■ Set exercise:
Convert the items below, from the line containing "Guideline: for each instance of the grass" through the last line, inclusive, into a JSON list of strings. Make one string per line and leave out blank lines.

(Records excerpted from a collection)
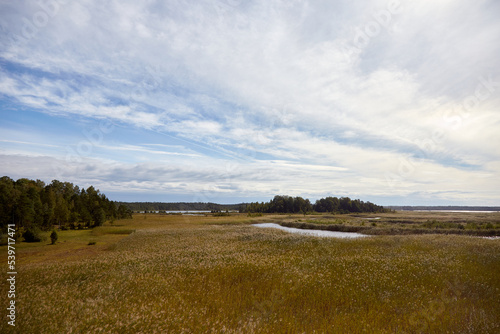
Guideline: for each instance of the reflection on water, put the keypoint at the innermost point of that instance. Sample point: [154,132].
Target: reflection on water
[316,233]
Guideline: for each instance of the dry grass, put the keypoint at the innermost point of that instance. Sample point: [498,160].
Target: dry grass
[185,274]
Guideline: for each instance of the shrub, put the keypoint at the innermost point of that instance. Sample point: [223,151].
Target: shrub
[53,237]
[32,235]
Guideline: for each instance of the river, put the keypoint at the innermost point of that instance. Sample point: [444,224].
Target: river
[315,233]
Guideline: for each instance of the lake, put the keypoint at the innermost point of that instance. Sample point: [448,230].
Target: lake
[314,233]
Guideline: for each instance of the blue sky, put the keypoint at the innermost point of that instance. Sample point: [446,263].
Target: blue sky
[395,102]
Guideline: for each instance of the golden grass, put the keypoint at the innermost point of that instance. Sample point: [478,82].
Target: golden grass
[186,274]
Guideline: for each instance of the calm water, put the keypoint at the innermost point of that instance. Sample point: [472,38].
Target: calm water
[315,233]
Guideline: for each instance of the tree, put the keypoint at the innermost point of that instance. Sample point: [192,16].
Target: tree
[53,237]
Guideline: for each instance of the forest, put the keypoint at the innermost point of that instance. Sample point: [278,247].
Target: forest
[288,204]
[32,204]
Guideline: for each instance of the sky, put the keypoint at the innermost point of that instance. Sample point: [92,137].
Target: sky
[229,101]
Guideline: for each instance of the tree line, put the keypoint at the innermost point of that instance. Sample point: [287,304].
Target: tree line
[288,204]
[180,206]
[34,205]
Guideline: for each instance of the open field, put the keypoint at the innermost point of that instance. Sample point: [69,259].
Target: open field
[189,274]
[404,223]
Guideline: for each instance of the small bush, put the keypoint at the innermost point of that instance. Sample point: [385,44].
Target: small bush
[53,237]
[32,235]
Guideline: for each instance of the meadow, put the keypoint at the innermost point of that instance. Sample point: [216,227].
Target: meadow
[206,274]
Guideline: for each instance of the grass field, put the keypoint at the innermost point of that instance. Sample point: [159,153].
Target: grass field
[188,274]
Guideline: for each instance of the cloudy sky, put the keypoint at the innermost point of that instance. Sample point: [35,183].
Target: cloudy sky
[395,102]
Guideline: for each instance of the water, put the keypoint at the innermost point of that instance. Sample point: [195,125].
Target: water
[315,233]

■ Task solution:
[
  "Guideline: for each instance of the grass field, put the keypoint at the innermost point of that instance. Sample point: [159,153].",
  "Target: grass field",
  "[188,274]",
  "Guideline: for each instance of the cloudy sky, put the keypoint at the innermost point of that instance. Sample point: [35,183].",
  "Target: cloudy sky",
  "[395,102]",
  "Guideline: for each instance of the water, put the keypoint at the innermost point of that instance. Sample point: [195,125].",
  "Target: water",
  "[315,233]"
]